→ **EXTRACTED INFORMATION**:
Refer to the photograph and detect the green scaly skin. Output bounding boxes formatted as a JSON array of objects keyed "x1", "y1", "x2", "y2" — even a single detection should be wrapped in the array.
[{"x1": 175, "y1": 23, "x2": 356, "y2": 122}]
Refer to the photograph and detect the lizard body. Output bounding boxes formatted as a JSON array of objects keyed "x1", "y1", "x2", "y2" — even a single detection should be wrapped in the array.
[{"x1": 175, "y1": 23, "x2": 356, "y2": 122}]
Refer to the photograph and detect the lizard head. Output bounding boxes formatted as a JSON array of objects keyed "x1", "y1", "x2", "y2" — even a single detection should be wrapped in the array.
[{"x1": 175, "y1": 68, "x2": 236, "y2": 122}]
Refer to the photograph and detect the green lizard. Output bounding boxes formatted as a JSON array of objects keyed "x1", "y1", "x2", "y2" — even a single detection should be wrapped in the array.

→ **WRITTEN REQUEST**:
Pick out each line in the items above that contains the word 'single', and copy those lines in full.

→ **RESPONSE FOR THIS EXERCISE**:
Refer to the photograph and detect the green scaly skin. Output bounding boxes formatted as a JSON array of objects keyed "x1", "y1", "x2", "y2" — even a single detection should be wrapped in the array.
Refer to the photograph and detect the lizard body. Output bounding boxes formatted as a JSON array of objects keyed "x1", "y1", "x2", "y2" — even a single detection should be wrapped in the array.
Refer to the photograph and detect the lizard head. Output bounding boxes formatted as a JSON array of objects keyed "x1", "y1", "x2", "y2" — even a single detection should be wrapped in the array.
Refer to the photograph and detect the green lizard. Output bounding boxes formatted as a JSON array of objects keyed "x1", "y1", "x2", "y2" — even a single detection should be wrapped in the array.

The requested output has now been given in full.